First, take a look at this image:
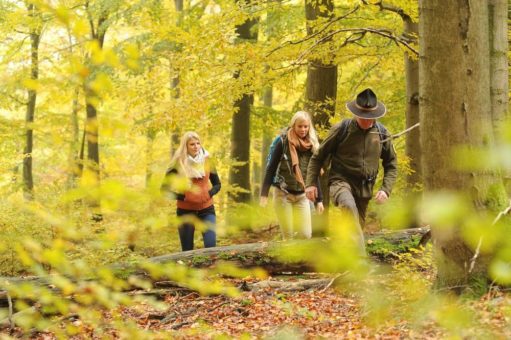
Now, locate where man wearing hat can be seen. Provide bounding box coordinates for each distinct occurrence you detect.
[305,89,397,253]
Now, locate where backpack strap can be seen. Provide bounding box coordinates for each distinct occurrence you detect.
[331,118,352,156]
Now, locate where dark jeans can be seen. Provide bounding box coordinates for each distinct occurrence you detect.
[176,205,216,251]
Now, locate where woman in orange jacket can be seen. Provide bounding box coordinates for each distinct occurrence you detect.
[164,131,221,251]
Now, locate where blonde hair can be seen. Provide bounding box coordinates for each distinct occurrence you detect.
[170,131,202,174]
[289,111,319,152]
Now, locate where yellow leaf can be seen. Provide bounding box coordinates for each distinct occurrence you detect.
[72,18,89,37]
[23,79,40,91]
[55,6,69,25]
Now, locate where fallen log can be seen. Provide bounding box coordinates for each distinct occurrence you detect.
[0,228,429,306]
[130,227,429,274]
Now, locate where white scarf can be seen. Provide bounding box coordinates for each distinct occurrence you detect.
[185,148,209,178]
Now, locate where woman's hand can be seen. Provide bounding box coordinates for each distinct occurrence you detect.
[316,202,325,215]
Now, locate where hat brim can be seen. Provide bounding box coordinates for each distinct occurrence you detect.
[346,100,387,119]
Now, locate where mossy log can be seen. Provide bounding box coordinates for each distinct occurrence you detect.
[130,227,429,274]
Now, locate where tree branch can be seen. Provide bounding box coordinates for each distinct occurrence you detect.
[468,200,511,274]
[296,28,419,63]
[381,123,421,143]
[266,6,360,57]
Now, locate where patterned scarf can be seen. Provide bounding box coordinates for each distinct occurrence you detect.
[184,148,209,178]
[287,128,312,190]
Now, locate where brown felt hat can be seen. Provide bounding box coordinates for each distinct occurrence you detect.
[346,89,387,119]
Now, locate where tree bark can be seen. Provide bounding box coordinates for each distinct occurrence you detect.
[229,0,257,203]
[305,0,337,129]
[488,0,511,197]
[67,87,82,189]
[23,4,41,200]
[305,0,337,223]
[419,0,508,287]
[403,15,422,189]
[488,0,509,132]
[84,10,107,222]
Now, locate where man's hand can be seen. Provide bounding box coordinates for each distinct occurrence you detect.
[316,202,325,215]
[305,186,318,202]
[374,190,389,204]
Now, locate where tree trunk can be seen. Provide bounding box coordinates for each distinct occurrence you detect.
[145,128,156,188]
[23,4,41,200]
[419,0,508,287]
[85,16,107,222]
[305,0,337,129]
[305,0,337,232]
[229,0,257,203]
[67,87,81,189]
[403,16,422,189]
[261,86,273,186]
[488,0,511,197]
[488,0,509,132]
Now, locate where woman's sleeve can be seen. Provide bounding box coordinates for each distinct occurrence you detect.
[260,137,284,197]
[160,166,185,201]
[315,177,323,203]
[209,167,222,197]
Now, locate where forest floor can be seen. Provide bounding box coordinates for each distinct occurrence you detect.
[4,228,511,339]
[17,276,511,339]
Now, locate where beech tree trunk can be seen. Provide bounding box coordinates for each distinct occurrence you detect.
[260,86,273,186]
[23,4,41,200]
[305,0,337,129]
[488,0,511,197]
[305,0,337,231]
[419,0,508,289]
[84,14,107,221]
[488,0,509,132]
[229,0,257,203]
[402,15,422,188]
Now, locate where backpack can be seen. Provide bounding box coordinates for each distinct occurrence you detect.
[266,129,293,186]
[323,118,389,169]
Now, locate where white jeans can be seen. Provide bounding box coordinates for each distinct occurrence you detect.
[273,188,312,239]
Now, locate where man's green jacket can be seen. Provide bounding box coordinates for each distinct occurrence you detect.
[305,119,397,198]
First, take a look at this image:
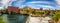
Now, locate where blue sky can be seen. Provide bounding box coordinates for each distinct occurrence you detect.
[0,0,60,9]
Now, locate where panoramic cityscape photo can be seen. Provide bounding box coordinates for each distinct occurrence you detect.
[0,0,60,23]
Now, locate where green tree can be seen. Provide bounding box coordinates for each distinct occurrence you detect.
[52,12,60,21]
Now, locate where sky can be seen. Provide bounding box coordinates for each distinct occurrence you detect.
[0,0,60,10]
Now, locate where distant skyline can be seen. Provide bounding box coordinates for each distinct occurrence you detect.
[2,0,60,9]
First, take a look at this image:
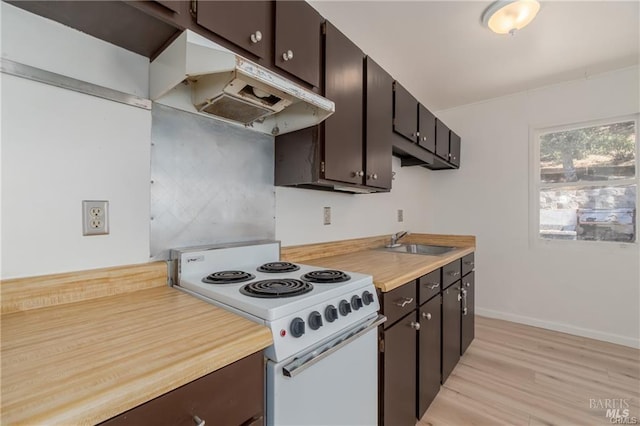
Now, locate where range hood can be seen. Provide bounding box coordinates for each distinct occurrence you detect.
[149,30,335,135]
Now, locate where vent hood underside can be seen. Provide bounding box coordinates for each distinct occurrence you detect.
[149,30,335,135]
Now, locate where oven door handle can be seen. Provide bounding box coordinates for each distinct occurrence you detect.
[282,315,387,377]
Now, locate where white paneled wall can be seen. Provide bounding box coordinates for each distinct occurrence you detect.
[0,2,151,278]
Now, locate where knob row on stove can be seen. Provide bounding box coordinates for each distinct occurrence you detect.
[289,291,375,337]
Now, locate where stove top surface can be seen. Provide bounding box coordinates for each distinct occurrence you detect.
[179,264,373,321]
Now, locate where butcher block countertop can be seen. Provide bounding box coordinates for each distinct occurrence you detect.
[281,234,476,292]
[0,262,272,425]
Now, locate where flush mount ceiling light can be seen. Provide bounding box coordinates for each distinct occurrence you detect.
[482,0,540,35]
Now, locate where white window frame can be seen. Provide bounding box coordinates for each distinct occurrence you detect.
[529,114,640,249]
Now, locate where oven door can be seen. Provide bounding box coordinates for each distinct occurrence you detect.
[266,315,386,426]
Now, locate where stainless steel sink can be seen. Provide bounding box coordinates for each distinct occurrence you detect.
[378,244,457,256]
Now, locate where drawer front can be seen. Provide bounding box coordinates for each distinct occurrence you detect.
[382,281,416,328]
[442,259,462,289]
[418,269,442,305]
[462,253,475,276]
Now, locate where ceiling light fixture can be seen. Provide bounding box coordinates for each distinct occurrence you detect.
[482,0,540,35]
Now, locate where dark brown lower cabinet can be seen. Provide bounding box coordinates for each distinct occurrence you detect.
[378,310,418,426]
[416,295,442,419]
[460,271,476,355]
[101,352,264,426]
[442,281,461,384]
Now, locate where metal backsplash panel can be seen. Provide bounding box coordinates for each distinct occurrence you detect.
[151,103,276,260]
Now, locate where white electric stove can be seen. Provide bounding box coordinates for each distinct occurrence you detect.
[171,241,386,426]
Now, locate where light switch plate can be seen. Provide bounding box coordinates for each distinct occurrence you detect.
[324,207,331,225]
[82,200,109,235]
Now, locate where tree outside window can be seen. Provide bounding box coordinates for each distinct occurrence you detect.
[537,120,638,242]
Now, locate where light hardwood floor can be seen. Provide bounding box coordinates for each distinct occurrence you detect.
[417,317,640,426]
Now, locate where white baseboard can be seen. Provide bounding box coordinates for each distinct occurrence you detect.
[476,307,640,349]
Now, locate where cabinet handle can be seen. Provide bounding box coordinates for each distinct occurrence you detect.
[282,50,293,61]
[396,297,413,308]
[251,31,262,44]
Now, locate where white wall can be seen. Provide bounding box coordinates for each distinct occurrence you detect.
[426,67,640,346]
[276,157,431,246]
[0,2,151,278]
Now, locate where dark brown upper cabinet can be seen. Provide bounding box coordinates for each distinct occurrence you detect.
[364,57,393,189]
[195,0,273,59]
[418,104,436,152]
[275,22,391,193]
[323,22,364,184]
[274,1,323,87]
[393,81,419,142]
[449,130,460,167]
[436,119,449,161]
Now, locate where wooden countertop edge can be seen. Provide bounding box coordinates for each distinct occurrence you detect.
[373,247,475,293]
[0,262,167,314]
[281,234,476,292]
[82,324,272,425]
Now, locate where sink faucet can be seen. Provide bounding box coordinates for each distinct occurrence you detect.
[385,231,409,247]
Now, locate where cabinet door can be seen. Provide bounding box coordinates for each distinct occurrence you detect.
[436,118,449,161]
[101,352,264,426]
[196,0,273,58]
[365,57,393,189]
[323,22,364,184]
[418,104,436,153]
[460,272,476,355]
[416,297,442,419]
[449,130,460,167]
[380,311,416,426]
[393,81,418,142]
[442,281,460,383]
[274,0,322,87]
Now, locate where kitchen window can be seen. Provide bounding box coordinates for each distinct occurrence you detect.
[532,116,638,243]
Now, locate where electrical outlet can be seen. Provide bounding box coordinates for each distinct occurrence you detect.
[324,207,331,225]
[82,200,109,235]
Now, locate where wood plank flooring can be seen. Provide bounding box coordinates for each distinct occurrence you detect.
[417,316,640,426]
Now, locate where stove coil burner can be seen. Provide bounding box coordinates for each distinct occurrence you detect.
[202,271,256,284]
[300,269,351,284]
[258,262,300,273]
[240,278,313,299]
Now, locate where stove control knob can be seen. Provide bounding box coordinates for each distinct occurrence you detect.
[351,296,362,311]
[324,305,338,322]
[362,291,375,305]
[289,317,304,337]
[338,300,351,317]
[308,311,322,330]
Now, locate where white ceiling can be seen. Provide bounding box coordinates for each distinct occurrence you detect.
[310,0,640,111]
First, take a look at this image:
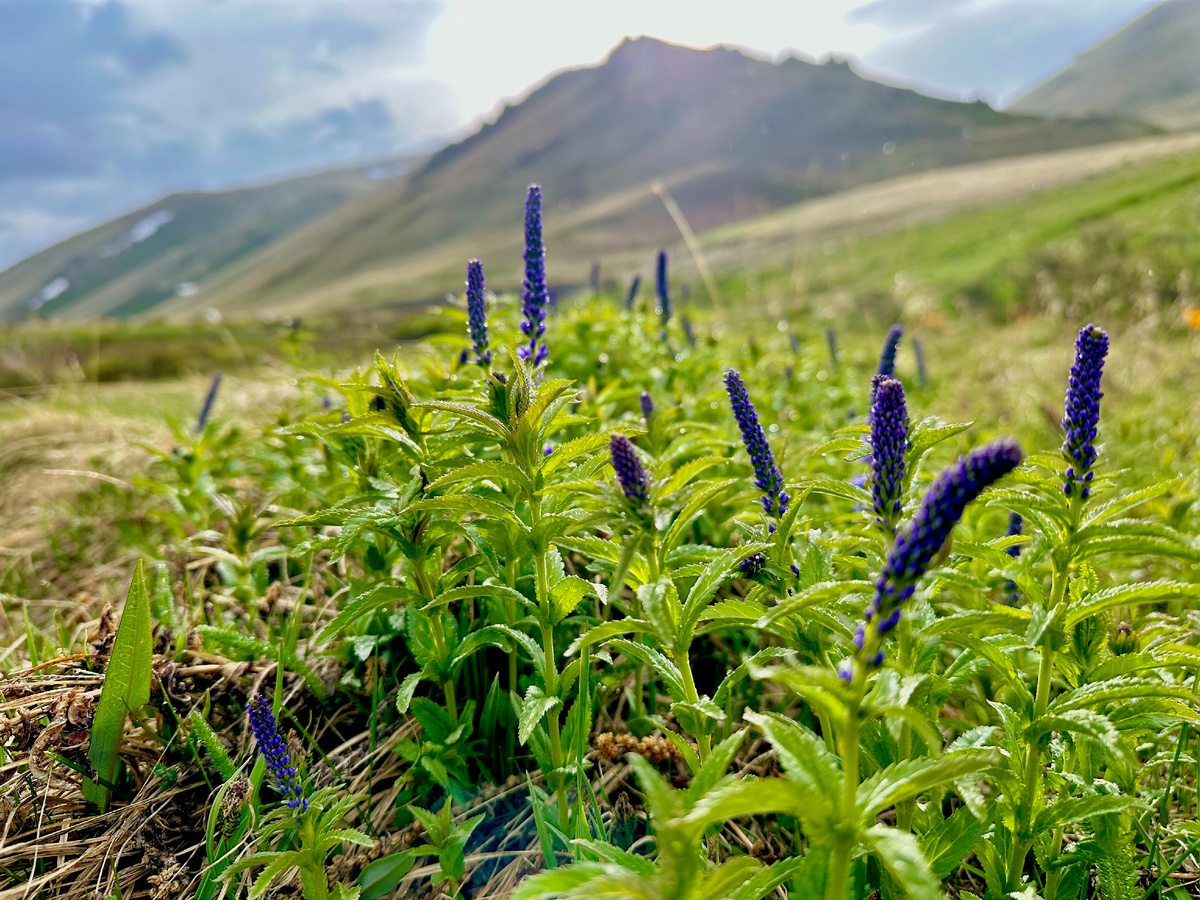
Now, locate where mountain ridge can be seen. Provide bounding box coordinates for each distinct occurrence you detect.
[1008,0,1200,130]
[0,37,1153,318]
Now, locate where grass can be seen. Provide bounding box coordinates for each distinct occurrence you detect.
[0,158,1200,900]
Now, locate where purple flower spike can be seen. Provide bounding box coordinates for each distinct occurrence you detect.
[1062,325,1109,500]
[517,185,550,367]
[608,434,649,504]
[625,275,642,310]
[838,656,854,684]
[875,325,904,378]
[467,259,492,366]
[637,391,654,421]
[679,316,696,347]
[248,694,308,812]
[196,372,221,434]
[654,250,671,325]
[871,440,1021,620]
[725,368,791,516]
[1004,512,1025,606]
[871,376,908,534]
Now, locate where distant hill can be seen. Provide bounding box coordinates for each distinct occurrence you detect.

== == ==

=== YOUR GOAL ===
Give the part of the records above that runs from their start through the line containing "[346,100,387,119]", both ends included, as a Markdown table with the columns Line No. and Entry, numbering each line. Leave out blank lines and the picture.

=== RESPONSE TO THIS TASK ===
| Line No. | Entry |
|---|---|
| 1 | First, take a look at this image: |
| 2 | Now, locate where man wearing hat can be seen. Provide bounding box coordinates for each distinct occurrence you detect. |
| 3 | [305,89,397,253] |
| 4 | Now, locate where backpack strap can be seen. Provide bounding box coordinates for each distinct occurrence you detect. |
| 5 | [331,118,352,156] |
| 6 | Now, locate where dark jeans can be seen. Provide bounding box coordinates for each distinct occurrence you detect. |
| 7 | [176,205,216,251] |
| 8 | Now, locate where woman in orange jacket can be seen. Provide bounding box coordinates for each distinct occurrence you detect. |
| 9 | [164,131,221,251] |
| 10 | Now, locate where blonde hair can be seen. Provide bounding box coordinates for each distinct occurrence you detect. |
| 11 | [170,131,202,174] |
| 12 | [289,111,319,152] |
| 13 | Now, locate where yellow leaf can be seen. Provide bounding box coordinates for each distinct occurrence you detect. |
| 14 | [72,18,89,37] |
| 15 | [23,79,40,91] |
| 16 | [55,6,69,25] |
| 17 | Now, locate where fallen log can be seen. Provide bounding box coordinates for each distinct occurrence you detect. |
| 18 | [0,228,429,306] |
| 19 | [130,227,429,274] |
| 20 | Now, locate where white scarf can be seen. Provide bounding box coordinates for each distinct occurrence you detect. |
| 21 | [185,148,209,178] |
| 22 | Now, locate where woman's hand can be seen. Provide bounding box coordinates for each distinct occurrence you detect. |
| 23 | [316,202,325,215] |
| 24 | Now, locate where hat brim can be seen. Provide bounding box coordinates for each distinct occurrence you detect. |
| 25 | [346,100,387,119] |